-- Start of Source excerpt --

The efficiency of MBD simulations is directly influenced by the size of the
integration step-size. Large step sizes are desirable especially in many-body
problems with frictional contact, regardless of the modeling approach (DVI or
DEM), since each time step requires a costly collision detection stage that can
involve millions of contact events. As discussed in Sec. 2, the existing integration schemes require typical step
sizes of *h* = 10^{−4} for a DVI approach and as low as *h* = 10^{−6} for DEM. In our implementation, each
step of the DVI uses half-implicit numerical integration that calls for the
solution of a large optimization problem. It quickly becomes apparent that the
promise of large step-sizes associated with fully implicit methods is very
attractive, since in this case the step size is unrestricted by stability
considerations. However, fully implicit integration schemes lead to nonlinear
systems typically solved using Newton-like methods and hence they require (i)

-- End of Source excerpt --
-- Start of Excerpted data --

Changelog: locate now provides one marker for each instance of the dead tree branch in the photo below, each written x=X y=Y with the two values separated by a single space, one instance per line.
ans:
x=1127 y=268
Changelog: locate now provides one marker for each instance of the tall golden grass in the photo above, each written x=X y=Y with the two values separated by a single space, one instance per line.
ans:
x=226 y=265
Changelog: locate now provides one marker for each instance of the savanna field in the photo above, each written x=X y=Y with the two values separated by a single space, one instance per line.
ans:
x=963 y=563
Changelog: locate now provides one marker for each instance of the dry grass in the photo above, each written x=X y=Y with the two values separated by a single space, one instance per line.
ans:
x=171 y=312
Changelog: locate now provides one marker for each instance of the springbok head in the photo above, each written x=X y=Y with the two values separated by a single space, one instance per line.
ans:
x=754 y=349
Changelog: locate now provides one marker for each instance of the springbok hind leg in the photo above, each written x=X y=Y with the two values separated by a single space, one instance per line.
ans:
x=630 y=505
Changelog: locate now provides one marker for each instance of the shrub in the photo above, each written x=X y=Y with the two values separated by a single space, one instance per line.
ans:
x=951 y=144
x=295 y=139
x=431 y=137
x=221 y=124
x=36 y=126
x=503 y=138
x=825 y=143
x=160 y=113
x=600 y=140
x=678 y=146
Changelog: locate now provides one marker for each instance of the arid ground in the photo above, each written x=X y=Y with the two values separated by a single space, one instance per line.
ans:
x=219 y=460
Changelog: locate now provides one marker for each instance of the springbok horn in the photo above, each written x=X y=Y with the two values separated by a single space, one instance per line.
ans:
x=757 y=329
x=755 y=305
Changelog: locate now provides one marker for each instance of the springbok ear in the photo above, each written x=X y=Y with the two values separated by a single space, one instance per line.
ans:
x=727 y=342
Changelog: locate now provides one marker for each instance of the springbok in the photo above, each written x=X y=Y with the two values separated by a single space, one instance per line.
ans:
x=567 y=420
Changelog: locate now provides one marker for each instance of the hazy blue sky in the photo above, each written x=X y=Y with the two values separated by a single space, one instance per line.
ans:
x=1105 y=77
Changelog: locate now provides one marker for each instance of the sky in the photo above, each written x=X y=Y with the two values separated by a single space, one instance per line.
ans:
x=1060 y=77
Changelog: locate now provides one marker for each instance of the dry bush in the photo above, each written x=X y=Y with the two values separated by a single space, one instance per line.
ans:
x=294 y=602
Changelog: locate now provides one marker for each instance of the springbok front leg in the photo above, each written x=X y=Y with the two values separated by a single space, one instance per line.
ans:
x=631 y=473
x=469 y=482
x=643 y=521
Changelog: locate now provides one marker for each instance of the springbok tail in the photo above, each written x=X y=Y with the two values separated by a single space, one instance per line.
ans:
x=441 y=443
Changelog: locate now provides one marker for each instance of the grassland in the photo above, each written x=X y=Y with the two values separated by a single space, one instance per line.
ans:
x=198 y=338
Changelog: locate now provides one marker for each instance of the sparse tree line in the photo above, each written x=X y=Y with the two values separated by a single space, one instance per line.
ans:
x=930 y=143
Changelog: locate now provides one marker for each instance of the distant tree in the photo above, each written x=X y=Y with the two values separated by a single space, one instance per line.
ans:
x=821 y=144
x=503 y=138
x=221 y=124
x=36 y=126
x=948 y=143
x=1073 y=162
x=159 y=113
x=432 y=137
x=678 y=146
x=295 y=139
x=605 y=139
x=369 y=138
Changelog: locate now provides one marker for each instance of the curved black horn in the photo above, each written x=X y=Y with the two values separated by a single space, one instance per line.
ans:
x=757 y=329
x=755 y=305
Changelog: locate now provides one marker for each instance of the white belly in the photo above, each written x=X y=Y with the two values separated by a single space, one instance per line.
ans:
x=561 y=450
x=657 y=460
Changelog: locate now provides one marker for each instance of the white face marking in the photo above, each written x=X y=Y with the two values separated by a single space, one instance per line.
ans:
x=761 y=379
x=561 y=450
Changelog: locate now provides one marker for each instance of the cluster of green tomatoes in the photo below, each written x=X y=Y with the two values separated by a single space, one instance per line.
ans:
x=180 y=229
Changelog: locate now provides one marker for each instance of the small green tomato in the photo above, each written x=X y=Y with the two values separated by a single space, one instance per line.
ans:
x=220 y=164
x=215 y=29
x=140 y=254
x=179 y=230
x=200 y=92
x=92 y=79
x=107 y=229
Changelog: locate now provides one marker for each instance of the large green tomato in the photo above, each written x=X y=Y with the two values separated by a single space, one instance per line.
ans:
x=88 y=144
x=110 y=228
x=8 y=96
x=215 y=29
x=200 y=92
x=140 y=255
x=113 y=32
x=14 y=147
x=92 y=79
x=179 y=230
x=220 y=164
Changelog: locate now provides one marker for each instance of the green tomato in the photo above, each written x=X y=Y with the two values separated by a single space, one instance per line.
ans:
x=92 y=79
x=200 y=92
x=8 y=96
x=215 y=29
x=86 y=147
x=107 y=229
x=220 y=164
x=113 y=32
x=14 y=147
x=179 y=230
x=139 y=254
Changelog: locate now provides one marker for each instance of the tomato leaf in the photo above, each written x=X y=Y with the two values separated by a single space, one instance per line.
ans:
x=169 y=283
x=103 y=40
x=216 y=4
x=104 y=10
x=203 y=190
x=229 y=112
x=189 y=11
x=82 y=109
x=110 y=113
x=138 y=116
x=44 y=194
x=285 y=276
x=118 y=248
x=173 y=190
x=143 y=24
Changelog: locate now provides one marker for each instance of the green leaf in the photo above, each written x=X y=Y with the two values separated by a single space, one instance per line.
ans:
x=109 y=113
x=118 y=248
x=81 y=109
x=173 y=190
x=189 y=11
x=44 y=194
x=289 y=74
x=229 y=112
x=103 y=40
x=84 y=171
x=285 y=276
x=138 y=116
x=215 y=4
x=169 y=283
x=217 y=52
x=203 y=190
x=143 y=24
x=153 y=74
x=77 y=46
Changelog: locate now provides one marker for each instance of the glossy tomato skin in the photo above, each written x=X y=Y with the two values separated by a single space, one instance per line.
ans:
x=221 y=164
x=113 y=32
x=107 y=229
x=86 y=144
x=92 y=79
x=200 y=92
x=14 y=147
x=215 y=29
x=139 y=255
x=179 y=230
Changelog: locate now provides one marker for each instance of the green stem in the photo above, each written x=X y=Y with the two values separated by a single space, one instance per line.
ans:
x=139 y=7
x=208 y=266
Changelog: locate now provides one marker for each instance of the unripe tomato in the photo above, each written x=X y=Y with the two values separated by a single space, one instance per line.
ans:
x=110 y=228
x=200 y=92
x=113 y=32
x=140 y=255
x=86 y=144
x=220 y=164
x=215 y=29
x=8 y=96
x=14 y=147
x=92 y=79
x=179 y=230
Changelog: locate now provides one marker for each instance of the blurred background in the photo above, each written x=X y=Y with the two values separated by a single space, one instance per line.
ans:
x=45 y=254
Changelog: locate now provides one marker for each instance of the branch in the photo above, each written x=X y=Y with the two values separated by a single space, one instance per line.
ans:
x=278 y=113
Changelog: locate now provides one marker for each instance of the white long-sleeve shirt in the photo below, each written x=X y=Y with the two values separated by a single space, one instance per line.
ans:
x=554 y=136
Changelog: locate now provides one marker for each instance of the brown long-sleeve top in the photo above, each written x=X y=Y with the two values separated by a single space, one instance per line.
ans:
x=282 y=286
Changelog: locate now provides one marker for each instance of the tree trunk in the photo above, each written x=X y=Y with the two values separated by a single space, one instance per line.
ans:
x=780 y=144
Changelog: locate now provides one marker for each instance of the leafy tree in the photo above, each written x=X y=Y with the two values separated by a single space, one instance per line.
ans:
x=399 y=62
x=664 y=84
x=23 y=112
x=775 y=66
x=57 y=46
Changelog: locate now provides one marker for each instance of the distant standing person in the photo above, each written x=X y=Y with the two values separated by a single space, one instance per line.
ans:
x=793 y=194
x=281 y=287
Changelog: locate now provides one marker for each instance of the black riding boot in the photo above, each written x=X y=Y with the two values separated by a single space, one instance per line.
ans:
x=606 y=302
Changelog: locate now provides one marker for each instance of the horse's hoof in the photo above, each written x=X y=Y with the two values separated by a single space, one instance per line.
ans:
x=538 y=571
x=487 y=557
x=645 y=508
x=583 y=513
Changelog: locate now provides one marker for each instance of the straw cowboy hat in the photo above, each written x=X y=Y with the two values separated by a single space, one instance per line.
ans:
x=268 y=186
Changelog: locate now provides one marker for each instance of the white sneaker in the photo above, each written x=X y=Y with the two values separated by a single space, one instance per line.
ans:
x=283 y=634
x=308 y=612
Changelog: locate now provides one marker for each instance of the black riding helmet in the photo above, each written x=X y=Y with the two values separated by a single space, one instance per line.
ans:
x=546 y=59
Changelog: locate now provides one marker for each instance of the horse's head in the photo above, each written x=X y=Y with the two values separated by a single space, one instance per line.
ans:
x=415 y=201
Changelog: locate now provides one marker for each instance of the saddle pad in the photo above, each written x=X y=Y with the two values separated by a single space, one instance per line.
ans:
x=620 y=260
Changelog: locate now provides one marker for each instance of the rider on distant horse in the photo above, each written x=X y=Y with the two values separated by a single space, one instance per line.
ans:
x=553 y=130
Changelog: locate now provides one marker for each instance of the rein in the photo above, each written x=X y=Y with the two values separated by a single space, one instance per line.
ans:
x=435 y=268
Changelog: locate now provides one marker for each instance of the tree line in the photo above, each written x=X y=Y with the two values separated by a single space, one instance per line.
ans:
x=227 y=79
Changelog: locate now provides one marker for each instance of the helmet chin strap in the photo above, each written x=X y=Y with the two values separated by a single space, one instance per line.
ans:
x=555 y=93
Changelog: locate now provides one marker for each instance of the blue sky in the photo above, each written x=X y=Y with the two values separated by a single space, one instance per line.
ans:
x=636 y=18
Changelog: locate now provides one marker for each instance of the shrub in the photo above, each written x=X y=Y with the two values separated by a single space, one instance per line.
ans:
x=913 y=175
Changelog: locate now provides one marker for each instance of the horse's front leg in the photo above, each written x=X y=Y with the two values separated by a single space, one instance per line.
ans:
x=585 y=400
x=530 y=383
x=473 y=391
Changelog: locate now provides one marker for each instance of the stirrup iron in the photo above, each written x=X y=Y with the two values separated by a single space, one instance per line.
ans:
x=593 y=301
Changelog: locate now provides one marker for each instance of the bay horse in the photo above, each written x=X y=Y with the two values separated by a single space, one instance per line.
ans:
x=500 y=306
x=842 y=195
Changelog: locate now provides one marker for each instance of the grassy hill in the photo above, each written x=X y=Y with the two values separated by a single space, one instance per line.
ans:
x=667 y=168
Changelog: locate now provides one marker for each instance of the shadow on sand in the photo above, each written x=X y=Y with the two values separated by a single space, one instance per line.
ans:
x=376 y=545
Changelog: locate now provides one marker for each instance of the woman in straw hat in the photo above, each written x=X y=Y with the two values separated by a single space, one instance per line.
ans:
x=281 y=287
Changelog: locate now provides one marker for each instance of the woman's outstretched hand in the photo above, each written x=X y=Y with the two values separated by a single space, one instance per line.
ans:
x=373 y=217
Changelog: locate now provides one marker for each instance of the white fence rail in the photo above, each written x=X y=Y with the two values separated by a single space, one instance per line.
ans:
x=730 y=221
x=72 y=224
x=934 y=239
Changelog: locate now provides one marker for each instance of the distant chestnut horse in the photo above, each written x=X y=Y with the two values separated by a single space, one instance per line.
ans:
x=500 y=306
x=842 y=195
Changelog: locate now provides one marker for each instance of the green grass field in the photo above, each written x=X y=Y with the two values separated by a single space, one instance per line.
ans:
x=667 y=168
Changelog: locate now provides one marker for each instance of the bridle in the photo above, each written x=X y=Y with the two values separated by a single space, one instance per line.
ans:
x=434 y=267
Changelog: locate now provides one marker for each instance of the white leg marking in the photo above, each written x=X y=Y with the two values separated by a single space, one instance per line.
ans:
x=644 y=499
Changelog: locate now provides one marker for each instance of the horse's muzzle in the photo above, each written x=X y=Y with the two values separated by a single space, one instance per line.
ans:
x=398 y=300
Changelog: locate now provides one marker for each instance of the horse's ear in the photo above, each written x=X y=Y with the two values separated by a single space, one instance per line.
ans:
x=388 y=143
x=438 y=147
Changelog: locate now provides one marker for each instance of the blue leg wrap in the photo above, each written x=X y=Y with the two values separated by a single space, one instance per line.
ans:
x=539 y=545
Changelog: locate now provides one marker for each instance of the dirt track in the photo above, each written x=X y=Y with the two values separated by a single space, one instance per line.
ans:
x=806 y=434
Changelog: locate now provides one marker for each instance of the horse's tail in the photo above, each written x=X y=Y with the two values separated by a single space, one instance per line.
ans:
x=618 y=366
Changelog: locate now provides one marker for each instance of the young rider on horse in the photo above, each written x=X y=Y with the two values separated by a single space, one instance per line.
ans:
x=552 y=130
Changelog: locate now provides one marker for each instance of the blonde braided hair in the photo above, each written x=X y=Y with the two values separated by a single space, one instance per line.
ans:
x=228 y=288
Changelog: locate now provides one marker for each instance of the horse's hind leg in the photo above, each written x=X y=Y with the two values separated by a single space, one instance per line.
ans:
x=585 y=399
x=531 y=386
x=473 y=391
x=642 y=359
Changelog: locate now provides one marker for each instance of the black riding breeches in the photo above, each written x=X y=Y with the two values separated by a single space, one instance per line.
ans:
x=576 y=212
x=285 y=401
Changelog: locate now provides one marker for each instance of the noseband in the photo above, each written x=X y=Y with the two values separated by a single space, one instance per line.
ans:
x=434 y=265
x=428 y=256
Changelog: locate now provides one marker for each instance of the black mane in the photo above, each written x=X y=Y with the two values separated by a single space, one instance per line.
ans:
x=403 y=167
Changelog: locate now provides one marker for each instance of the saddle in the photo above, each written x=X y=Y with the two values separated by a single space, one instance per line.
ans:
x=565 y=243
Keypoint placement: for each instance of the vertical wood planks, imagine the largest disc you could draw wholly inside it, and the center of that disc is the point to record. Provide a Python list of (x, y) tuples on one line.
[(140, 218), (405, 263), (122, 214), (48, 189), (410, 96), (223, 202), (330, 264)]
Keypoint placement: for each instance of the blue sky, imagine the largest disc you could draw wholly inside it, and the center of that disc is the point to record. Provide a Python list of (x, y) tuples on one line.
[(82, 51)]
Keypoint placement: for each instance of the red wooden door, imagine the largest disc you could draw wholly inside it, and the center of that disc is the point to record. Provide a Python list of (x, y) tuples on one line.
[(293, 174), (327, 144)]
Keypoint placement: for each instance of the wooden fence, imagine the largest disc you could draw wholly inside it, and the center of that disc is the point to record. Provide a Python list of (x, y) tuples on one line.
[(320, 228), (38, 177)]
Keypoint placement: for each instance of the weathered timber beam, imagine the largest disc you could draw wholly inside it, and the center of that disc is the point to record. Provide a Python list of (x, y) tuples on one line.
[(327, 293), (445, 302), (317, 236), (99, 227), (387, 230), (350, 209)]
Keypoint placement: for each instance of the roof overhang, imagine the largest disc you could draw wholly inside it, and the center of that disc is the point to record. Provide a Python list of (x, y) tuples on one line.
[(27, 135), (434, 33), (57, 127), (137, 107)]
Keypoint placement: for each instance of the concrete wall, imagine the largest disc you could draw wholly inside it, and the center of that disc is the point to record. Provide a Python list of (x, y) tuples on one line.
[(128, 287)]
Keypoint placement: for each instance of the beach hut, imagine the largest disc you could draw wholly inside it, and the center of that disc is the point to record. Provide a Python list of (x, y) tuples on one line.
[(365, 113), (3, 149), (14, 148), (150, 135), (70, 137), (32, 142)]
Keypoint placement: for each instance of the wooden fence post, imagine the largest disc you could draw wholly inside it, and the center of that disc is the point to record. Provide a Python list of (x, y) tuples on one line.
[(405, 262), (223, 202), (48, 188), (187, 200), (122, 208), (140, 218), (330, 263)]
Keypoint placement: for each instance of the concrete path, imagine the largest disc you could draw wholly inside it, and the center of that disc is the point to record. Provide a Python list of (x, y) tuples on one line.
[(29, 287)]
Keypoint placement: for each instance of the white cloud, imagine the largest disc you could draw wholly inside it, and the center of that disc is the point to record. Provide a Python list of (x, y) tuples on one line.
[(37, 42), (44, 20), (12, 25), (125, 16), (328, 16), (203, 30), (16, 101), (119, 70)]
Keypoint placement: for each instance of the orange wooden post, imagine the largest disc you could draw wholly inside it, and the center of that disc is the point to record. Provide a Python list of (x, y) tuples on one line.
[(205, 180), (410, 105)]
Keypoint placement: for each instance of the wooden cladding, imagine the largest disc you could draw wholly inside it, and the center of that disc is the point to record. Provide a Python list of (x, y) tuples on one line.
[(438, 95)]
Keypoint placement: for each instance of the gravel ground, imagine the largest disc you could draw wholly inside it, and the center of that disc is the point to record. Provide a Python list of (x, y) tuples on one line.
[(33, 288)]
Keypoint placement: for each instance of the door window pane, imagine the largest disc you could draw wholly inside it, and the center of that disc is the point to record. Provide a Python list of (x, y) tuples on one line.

-- End of Excerpted data --

→ **Exercise instructions**
- 1) Answer these from the excerpt on integration step sizes:
(a) What typical step size do existing integration schemes require for a DVI approach?
(b) What kind of numerical integration does each DVI step use in the implementation described?
(c) What methods are typically used to solve the nonlinear systems that fully implicit schemes lead to?
- 2) Does each statement agree with the excerpt on integration step sizes? Answer yes or no, and quote the words that decide it.
(a) DEM can require step sizes as small as h = 10^{−6}.
(b) Large step sizes are desirable only for the DEM approach.
(c) With fully implicit methods, stability considerations limit the step size.
- 3) Can you carry on the excerpt on integration step sizes from where it stops?
The data come from a separate source unrelated to the excerpt on integration step sizes.

→ **Expected responses**
- 1)
(a) h = 10^{−4}
(b) Half-implicit numerical integration
(c) Newton-like methods

- 2)
(a) Yes: "as low as *h* = 10^{−6} for DEM"
(b) No: "regardless of the modeling approach (DVI or DEM)"
(c) No: "the step size is unrestricted by stability considerations"

- 3)
the ability to evaluate Jacobian information and (ii) efficient linear solvers.
Note that linear solvers are important not only for implicit integration but
also for interior point methods used to solve the CCP associated with the
problem in Eq. (4). Even though
very sparse, the sheer size of the resulting matrices in problems such as
granular dynamics or Lagrangian formulations for fluid-solid interaction (e.g.,
SPH) make direct methods for linear systems less attractive. The alternative is
to use matrix-free iterative techniques, such as the Krylov subspace iterative
methods, which do not require explicitly forming the system's matrix but only
matrix-vector products [36].
Unfortunately, for fast convergence these iterative methods still require the
use of adequate preconditioners. While domain-specific preconditioners for MBD
problems are still lacking, general-purpose preconditioners are available for
all parallel computing platforms discussed herein: PETSc [48] and hypre [65]
libraries for MPI computing, Intel's MKL for OpenMP, and CUSP [40] for GPGPU.

### Software Development Aspects.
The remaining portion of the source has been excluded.